— Supplied records —
=== Begin Enclosure ===

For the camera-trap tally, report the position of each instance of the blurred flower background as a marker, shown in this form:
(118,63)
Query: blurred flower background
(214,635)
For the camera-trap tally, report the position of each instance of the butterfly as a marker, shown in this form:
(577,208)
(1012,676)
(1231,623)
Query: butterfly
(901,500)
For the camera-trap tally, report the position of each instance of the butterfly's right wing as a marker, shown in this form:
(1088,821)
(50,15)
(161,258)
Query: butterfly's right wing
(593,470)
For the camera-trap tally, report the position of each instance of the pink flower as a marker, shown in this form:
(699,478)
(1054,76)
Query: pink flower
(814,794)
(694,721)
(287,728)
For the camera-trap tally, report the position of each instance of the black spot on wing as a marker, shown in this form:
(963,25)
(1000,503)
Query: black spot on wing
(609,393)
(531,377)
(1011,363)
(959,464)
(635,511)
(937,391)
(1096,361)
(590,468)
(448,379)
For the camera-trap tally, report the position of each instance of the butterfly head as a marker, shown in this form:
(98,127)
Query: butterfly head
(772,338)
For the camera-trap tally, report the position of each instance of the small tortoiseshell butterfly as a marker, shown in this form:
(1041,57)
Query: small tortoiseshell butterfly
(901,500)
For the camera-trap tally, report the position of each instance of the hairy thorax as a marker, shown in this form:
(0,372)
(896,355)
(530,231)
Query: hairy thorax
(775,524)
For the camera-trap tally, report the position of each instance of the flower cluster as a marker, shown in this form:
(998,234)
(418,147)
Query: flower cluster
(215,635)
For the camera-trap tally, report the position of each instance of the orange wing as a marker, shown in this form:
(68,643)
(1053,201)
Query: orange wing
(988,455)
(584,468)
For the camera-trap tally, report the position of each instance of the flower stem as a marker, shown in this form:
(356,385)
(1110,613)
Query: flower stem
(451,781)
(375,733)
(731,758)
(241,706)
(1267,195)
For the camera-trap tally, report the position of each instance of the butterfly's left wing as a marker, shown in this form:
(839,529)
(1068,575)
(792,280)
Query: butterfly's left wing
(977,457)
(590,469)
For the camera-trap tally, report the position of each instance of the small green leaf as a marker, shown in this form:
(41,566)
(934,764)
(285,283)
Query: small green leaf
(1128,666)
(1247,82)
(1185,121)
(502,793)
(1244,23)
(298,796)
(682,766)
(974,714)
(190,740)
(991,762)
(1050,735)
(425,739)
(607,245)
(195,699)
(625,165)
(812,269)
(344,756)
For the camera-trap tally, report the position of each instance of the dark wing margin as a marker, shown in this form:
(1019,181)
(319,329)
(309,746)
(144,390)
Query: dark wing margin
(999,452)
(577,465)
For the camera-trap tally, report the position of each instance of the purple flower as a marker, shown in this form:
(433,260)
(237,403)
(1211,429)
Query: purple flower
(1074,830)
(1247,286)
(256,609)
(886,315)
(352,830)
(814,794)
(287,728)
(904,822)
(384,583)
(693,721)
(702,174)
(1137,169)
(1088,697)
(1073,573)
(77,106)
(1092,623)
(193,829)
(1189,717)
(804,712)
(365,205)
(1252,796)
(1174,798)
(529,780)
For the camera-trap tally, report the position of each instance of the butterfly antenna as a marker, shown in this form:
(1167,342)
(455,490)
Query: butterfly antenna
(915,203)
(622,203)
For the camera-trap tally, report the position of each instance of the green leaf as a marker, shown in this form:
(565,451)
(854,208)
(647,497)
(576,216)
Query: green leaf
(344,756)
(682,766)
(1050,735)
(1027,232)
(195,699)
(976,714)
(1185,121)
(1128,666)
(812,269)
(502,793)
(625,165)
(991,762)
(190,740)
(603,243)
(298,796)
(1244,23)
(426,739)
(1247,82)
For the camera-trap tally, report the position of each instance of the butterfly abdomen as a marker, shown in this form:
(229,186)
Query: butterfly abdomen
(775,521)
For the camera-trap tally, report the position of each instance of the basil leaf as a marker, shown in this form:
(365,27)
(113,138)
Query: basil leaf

=== End Enclosure ===

— Description of the task —
Set the whole listing down again, unchanged.

— Answer —
For the camera-trap tally, report the position of each instance of the blurred flower background as a marker, shown in this form:
(118,63)
Query: blurred flower background
(214,635)
For the camera-trap tally, report the position of each instance of the butterfly as a marker, shown in this form:
(577,208)
(1012,676)
(1231,623)
Query: butterfly
(901,500)
For the camera-trap tally, report the position of each instance of the butterfly's right wing as a marker, shown in this form:
(1088,821)
(50,15)
(161,258)
Query: butterfly's right wing
(593,470)
For the camera-trap tally, report the position of each instance of the pink flower as a marker, shown in this form:
(699,478)
(1054,76)
Query: pink flower
(814,794)
(694,721)
(287,728)
For the camera-trap tally, report the position of each instance of the black spot on wing as a marker, shown in this form:
(963,25)
(1000,503)
Query: black spot on wing
(609,393)
(531,377)
(1011,363)
(959,464)
(635,511)
(937,391)
(1096,361)
(590,468)
(448,379)
For the camera-trap tally, report the position of each instance of the butterfly head as a marker, shown in this form:
(98,127)
Query: butterfly head
(772,338)
For the camera-trap tally, report the position of each instance of the small tortoiseshell butterfly as a marker, shown in this form:
(1041,57)
Query: small tortoiseshell butterfly
(901,500)
For the camera-trap tally, report the position of each instance of the hairy thorax as a marker, shown in this form:
(0,372)
(896,355)
(530,231)
Query: hairy thorax
(775,524)
For the camera-trap tally, report the position of each instance of the flower cluster as a marker, shown in this form:
(998,234)
(418,147)
Query: flower cluster
(215,635)
For the camera-trap tally, report the position of each instance of the orange wing as a marker, shown in this form:
(68,643)
(1053,201)
Query: orange wing
(988,455)
(584,468)
For the camera-trap tally, report the position of each instance of the flower stem as a marker, shown in this form:
(356,385)
(1110,613)
Query: flower stem
(451,781)
(375,733)
(731,758)
(241,706)
(1267,195)
For the camera-trap tally, report the position of each instance of the butterfly's left wing as a marker, shown in this form:
(839,529)
(1068,575)
(792,280)
Query: butterfly's left wing
(977,457)
(590,469)
For the camera-trap tally, report the position of each instance of the small green leaf as a marker, shown in this form:
(41,566)
(934,764)
(285,283)
Query: small green leaf
(1128,666)
(1247,82)
(1185,121)
(502,793)
(1244,23)
(298,796)
(682,766)
(974,714)
(190,740)
(991,762)
(1050,735)
(425,739)
(607,245)
(195,699)
(625,165)
(812,269)
(344,756)
For the camera-trap tally, report the position of each instance of the dark wing margin as a marker, shown in this form:
(1019,181)
(319,329)
(309,746)
(144,390)
Query: dark wing margin
(999,452)
(577,465)
For the camera-trap tally, report the position of each instance of the purple flower as a marker, shown in this form:
(433,260)
(237,403)
(1211,429)
Query: purple flower
(1074,830)
(1247,286)
(256,609)
(886,315)
(352,830)
(814,794)
(287,728)
(904,822)
(384,583)
(693,721)
(702,174)
(1137,169)
(1088,697)
(1073,573)
(77,106)
(1092,623)
(193,829)
(1189,717)
(804,712)
(365,205)
(1252,796)
(1174,798)
(529,780)
For the camera-trap tally, report the position of each instance of the butterfly antenna as a marker, shown in this form:
(1167,342)
(455,490)
Query: butterfly antenna
(915,203)
(622,203)
For the camera-trap tally, report the position of each instance of the green leaf as a marker, shown in this form:
(565,451)
(854,208)
(647,497)
(576,216)
Query: green leaf
(344,756)
(682,766)
(1050,735)
(1027,232)
(195,699)
(976,714)
(1185,121)
(1128,666)
(812,269)
(502,793)
(625,165)
(991,762)
(190,740)
(603,243)
(298,796)
(1244,23)
(426,739)
(1247,82)
For the camera-trap tally, report the position of each instance of the butterfly abdomen as a marker, shown in this form:
(229,186)
Query: butterfly abdomen
(775,521)
For the camera-trap tally, report the position of each instance of the basil leaf as a marker, shown in this form:
(365,27)
(113,138)
Query: basil leaf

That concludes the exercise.